Excerpted data |

□ □ □

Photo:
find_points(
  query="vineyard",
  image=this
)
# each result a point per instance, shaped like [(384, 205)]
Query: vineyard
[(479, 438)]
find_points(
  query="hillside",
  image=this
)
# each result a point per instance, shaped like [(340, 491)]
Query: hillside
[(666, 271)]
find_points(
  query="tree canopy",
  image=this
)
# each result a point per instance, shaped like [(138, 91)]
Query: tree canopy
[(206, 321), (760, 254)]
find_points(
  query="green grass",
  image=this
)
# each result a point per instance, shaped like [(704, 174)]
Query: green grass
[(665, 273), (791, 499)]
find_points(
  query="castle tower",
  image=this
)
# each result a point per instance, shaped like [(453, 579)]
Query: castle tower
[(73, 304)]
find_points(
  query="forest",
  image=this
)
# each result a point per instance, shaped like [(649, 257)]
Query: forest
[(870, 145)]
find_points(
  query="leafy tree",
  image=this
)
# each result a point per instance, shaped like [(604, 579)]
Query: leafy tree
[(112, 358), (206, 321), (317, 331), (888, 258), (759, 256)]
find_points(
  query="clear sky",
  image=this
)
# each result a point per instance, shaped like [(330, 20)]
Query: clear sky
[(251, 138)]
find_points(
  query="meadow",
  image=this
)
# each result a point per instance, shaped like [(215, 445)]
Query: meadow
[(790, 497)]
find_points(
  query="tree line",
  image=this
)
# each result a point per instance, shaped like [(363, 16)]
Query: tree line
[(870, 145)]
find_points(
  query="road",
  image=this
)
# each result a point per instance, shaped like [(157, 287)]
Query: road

□ □ □

What is expected |
Repeat every line of the material above word for word, keeping the original order and layout.

Response below |
Photo:
find_points(
  query="vineyard",
  image=this
)
# each result a point per instance, shaped like [(384, 205)]
Query: vineyard
[(479, 438)]
find_points(
  query="hillside",
  image=this
)
# each result a point per instance, shaped like [(340, 491)]
Query: hillside
[(666, 271)]
find_points(
  query="tree canopy",
  image=this
)
# each result a point per instance, shaped like [(138, 91)]
Query: tree canopy
[(206, 321), (760, 254)]
find_points(
  query="green grass",
  image=this
)
# each result a point per instance, shaped like [(704, 174)]
Query: green grass
[(665, 273), (791, 499)]
find_points(
  query="castle tower",
  image=this
)
# each result a point per instance, shaped like [(453, 579)]
Query: castle tower
[(73, 304)]
find_points(
  query="forest",
  image=this
)
# each result a point per instance, shaped like [(649, 257)]
Query: forest
[(870, 145)]
find_points(
  query="leafy tree",
  image=this
)
# each result a point per instance, shaped like [(604, 579)]
Query: leafy tree
[(112, 358), (206, 321), (317, 331), (888, 258), (759, 256)]
find_points(
  query="clear sky",
  image=this
)
# each result a point per instance, shaped like [(330, 20)]
Query: clear sky
[(251, 138)]
find_points(
  query="meadow",
  image=this
)
# each result a point per instance, shaped like [(215, 445)]
Query: meadow
[(790, 497)]
find_points(
  query="tree line",
  image=this
)
# each result a point per instance, shaped like [(363, 16)]
Query: tree line
[(870, 145)]
find_points(
  query="road",
  image=this
)
# each result a point per instance, shaped like [(157, 287)]
Query: road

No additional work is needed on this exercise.